Understanding User Input

The generator must first parse the user’s requirements into a high-level circuit description or verilog. Note that verilog is a circuit description type that uses theoretical constructs (like mathematical operators, if-else blocks, always @ blocks,… etc) to concisely describe circuits. User input parsing is implemented by reading from a JSON spec file directly in the temp-sense-gen repository. The JSON allows for specifying power, area, maximum error (temperature result accuracy), an optimization option (to choose which option to prioritize), and an operating temperature range (minimum and maximum operating temperature values). The operating temperature range and optimization must be specified, but other items can be left blank. The example we are using here runs the sky130 node, and we already have a silicon model file for this node. The generator uses this model file to automatically determine the number of headers and inverters, among other necessary modifications that can be made to meet spec. The generator references the model file in an iterative process until either meeting spec or failing. A verilog description is then produced by substituting specifics into several template verilog files.

You can see this solve and verilog generation by running the code below and exploring the temp-sense-gen/src folder in your python virtual environment:

!cd OpenFASOC/openfasoc/generators/temp-sense-gen && make sky130hd_temp_verilog

Logic Synthesis

At this phase, the implementation of fundamental components — such as transistors and resistors — is not considered. Logic synthesis takes the verilog description from the previous step and outputs a more detailed netlist by parsing theoretical verilog constructs like always, case, if-else, operator, etc… blocks. Note that a netlist is just a list of pins and component connections. Additionally the entire description is consolidated into one file (not considering the node specific library files we will need later) which means that the low and high voltage components are correctly connected. Specifics such as the shapes, placement, length, size of wires and components, along with power connections are still not considered.

You can see the synthesis step by running the code below and viewing the temp-sense-gen/flow/results/sky130hd/tempsense/1_synth.v file in your python virtual environment:

!cd OpenFASOC/openfasoc/generators/temp-sense-gen/flow && make synth

Automatic Place and Route

Now that we have a description of our circuit which includes specific connections and components to use, it is possible to consider drawing the wires, placing the components, and choosing materials. Below is a step-by-step visual breakdown of the openroad APR.

YOUR TASKS:
1. Say whether each statement agrees with the generator walkthrough: (a) In the JSON spec file, the operating temperature range and the optimization option cannot be left blank. (b) Logic synthesis settles the placement and the size of wires. (c) The generator checks the model file only once. Answer yes or no for each, and quote the deciding words.
2. From the generator walkthrough, extract the part starting with "You can see the" and going on through "the openroad APR.".
You won't need the items after this point.

RECORDS SHOWN:
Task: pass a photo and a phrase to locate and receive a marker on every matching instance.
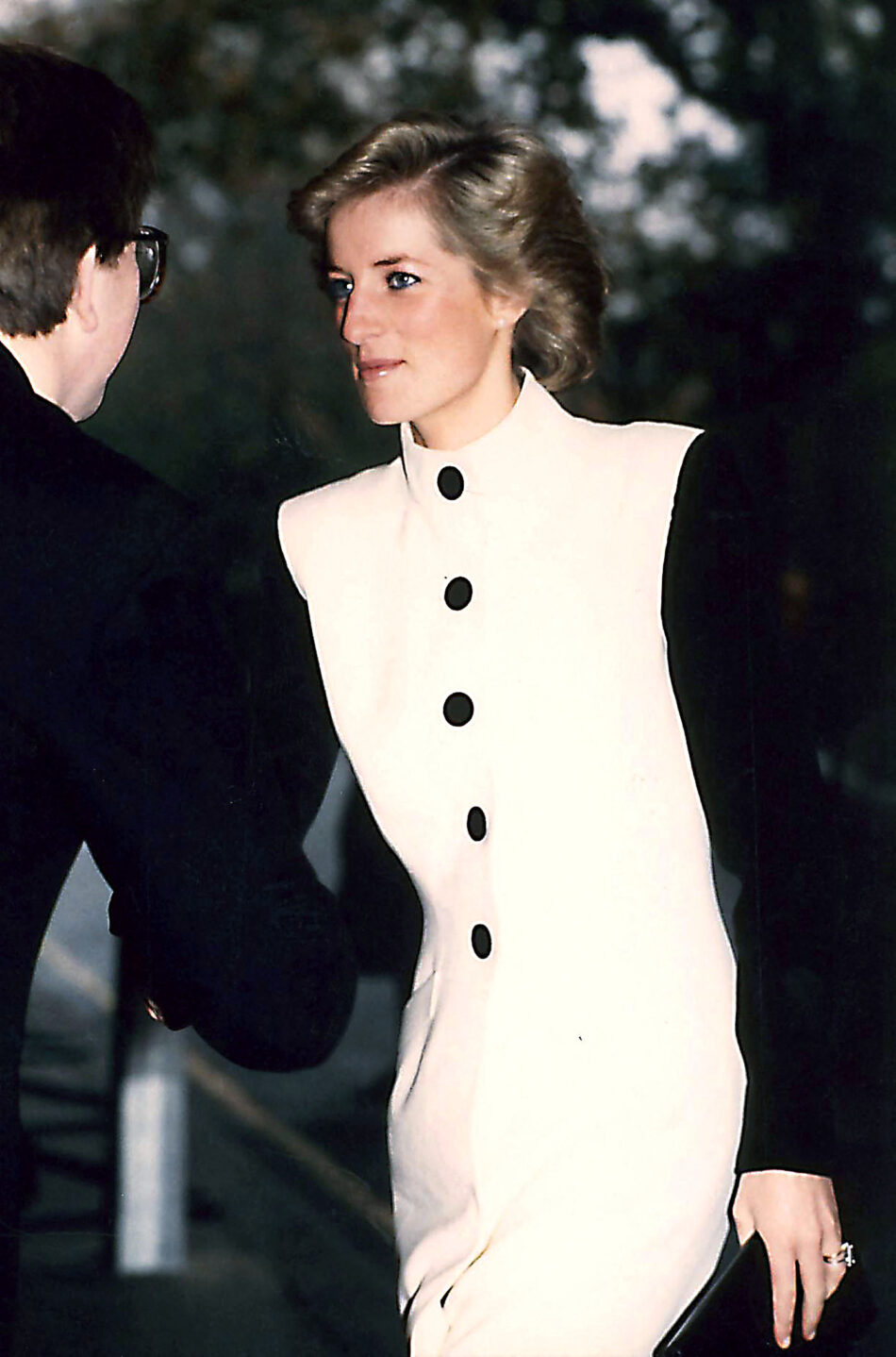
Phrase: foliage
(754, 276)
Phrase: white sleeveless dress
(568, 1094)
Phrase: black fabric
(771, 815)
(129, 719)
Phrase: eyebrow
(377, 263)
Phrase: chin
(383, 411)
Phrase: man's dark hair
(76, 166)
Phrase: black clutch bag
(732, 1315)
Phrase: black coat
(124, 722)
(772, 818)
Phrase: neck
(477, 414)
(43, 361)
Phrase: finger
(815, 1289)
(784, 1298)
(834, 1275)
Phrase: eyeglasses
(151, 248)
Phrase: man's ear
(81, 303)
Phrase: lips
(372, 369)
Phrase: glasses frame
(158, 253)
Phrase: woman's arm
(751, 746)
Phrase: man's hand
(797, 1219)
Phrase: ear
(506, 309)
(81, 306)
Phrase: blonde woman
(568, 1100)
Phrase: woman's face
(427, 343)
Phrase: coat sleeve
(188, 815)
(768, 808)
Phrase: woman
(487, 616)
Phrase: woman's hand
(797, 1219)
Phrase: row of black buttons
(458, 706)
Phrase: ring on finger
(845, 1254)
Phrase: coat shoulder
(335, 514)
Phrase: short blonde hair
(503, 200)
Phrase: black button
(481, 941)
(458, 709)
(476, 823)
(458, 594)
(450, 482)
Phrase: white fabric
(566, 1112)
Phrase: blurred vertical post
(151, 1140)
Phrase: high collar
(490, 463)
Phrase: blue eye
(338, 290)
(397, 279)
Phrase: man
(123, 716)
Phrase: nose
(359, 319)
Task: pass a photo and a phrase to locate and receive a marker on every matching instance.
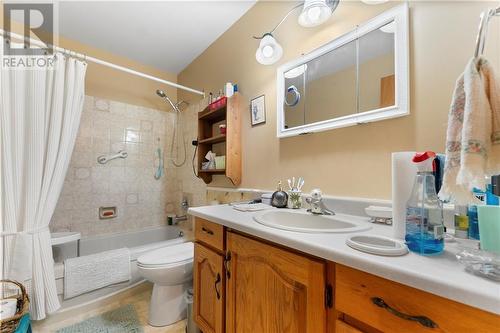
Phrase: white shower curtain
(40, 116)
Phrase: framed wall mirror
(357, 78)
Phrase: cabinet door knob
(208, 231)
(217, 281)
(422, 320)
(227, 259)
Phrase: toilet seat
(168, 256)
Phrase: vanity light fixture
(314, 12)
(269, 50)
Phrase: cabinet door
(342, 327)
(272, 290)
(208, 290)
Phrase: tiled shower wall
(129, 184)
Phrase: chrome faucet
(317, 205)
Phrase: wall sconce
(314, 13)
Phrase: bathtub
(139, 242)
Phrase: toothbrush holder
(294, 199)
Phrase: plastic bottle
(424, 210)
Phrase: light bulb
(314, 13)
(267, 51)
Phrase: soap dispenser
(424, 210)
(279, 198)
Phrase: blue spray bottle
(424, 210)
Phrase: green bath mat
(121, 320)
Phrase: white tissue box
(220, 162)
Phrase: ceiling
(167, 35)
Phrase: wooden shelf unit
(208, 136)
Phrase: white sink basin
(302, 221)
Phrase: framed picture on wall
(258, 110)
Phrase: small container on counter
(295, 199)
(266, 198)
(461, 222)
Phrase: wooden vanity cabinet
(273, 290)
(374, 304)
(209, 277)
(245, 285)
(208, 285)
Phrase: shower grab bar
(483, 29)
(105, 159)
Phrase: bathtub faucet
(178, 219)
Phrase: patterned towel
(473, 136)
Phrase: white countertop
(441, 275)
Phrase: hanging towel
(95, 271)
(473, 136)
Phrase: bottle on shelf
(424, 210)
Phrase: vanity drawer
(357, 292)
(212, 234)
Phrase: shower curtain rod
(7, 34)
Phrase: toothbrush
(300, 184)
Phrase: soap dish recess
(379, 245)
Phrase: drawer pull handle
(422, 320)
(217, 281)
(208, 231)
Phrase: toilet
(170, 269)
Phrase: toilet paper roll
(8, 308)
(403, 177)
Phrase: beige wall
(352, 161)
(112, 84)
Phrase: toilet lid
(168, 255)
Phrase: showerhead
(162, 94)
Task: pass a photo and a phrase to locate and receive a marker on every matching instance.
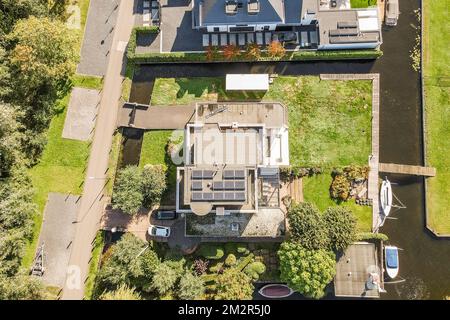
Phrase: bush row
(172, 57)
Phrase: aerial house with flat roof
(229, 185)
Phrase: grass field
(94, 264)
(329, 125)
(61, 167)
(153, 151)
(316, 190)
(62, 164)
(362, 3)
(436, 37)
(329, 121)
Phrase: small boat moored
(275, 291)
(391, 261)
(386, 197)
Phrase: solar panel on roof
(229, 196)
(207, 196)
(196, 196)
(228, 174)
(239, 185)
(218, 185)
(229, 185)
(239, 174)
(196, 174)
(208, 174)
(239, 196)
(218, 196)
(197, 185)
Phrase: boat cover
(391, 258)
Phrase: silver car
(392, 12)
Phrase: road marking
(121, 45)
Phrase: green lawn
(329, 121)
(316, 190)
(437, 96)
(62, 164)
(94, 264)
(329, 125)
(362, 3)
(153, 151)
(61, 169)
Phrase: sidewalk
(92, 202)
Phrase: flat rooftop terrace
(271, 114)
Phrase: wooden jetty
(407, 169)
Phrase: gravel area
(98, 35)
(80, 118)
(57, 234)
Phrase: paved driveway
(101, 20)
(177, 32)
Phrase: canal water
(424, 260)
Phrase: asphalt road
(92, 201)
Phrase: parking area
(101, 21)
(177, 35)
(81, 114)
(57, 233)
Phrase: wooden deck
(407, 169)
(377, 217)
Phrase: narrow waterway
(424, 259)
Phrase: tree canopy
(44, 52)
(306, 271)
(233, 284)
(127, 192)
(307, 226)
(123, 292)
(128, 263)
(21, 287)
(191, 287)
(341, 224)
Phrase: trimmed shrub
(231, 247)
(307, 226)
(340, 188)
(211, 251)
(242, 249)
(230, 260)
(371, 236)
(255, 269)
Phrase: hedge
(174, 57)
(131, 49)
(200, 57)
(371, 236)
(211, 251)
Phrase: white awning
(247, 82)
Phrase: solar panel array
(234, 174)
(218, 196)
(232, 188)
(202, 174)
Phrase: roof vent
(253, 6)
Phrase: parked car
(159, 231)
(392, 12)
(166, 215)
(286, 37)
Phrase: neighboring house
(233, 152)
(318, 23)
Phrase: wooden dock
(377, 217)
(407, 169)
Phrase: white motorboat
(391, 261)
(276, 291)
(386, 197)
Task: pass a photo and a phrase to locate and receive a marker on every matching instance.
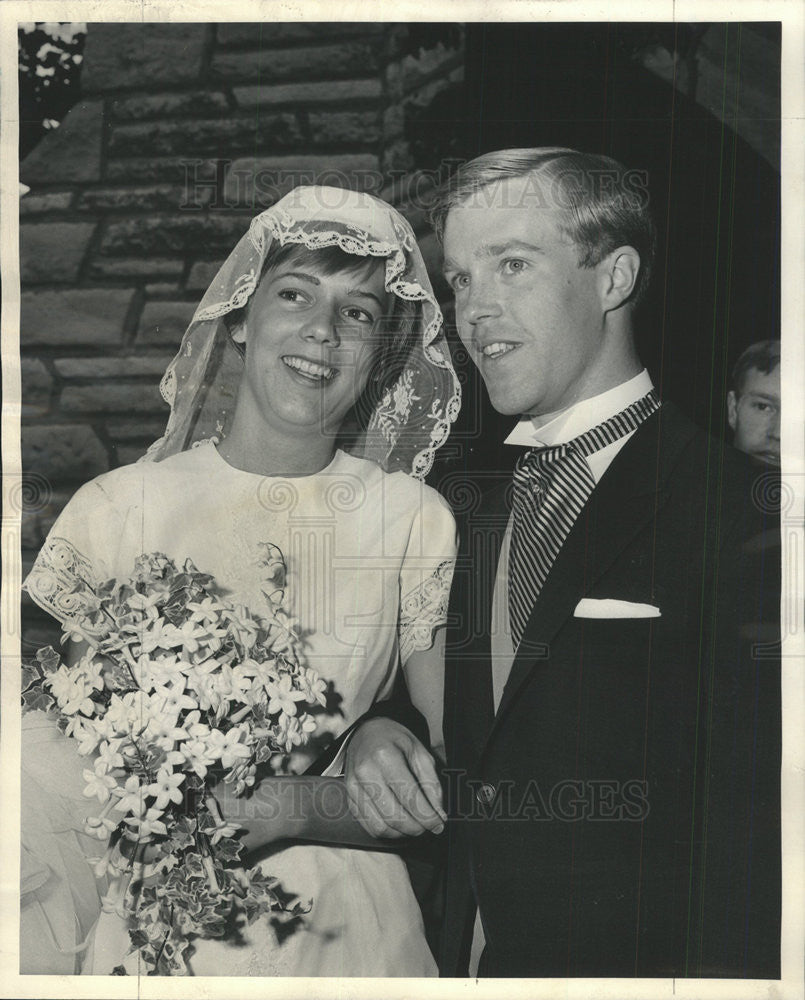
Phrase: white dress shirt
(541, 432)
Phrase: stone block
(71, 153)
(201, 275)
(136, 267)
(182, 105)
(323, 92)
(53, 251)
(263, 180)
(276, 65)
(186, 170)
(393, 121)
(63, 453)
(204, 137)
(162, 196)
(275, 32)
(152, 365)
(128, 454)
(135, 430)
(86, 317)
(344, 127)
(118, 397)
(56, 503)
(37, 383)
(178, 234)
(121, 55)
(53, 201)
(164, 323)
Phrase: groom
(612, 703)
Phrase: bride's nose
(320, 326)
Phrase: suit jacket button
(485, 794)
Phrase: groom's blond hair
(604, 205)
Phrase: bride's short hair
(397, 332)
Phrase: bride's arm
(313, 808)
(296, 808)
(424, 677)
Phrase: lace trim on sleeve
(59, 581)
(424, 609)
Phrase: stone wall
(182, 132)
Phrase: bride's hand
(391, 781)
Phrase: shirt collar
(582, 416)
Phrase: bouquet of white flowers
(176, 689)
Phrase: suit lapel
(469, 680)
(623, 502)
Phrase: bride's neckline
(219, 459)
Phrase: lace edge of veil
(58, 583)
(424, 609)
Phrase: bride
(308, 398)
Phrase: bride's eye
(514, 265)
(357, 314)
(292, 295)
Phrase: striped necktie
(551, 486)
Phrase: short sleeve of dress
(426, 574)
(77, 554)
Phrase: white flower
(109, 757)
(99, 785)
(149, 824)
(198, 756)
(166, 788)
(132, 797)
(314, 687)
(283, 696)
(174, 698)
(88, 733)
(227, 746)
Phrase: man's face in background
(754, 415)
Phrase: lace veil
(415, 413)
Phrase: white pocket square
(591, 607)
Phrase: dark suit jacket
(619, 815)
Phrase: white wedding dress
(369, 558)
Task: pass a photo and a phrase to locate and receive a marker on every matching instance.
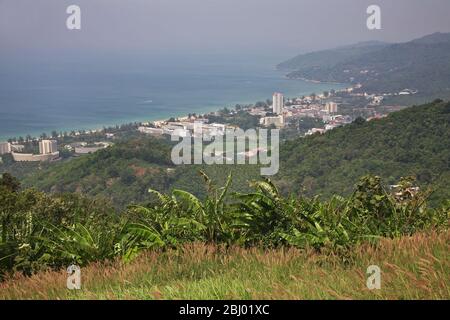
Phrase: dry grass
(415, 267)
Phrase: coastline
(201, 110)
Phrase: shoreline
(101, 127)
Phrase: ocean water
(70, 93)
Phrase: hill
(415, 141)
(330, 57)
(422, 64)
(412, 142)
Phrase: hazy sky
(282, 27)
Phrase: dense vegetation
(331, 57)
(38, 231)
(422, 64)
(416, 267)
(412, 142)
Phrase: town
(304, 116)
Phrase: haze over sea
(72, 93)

RESPONSES TO THE TASKS:
1.
(a) Yes: "The operating temperature range and optimization must be specified, but other items can be left blank."
(b) No: "Specifics such as the shapes, placement, length, size of wires and components, along with power connections are still not considered."
(c) No: "The generator references the model file in an iterative process until either meeting spec or failing."

2.
You can see the synthesis step by running the code below and viewing the temp-sense-gen/flow/results/sky130hd/tempsense/1_synth.v file in your python virtual environment:

!cd OpenFASOC/openfasoc/generators/temp-sense-gen/flow && make synth

Automatic Place and Route

Now that we have a description of our circuit which includes specific connections and components to use, it is possible to consider drawing the wires, placing the components, and choosing materials. Below is a step-by-step visual breakdown of the openroad APR.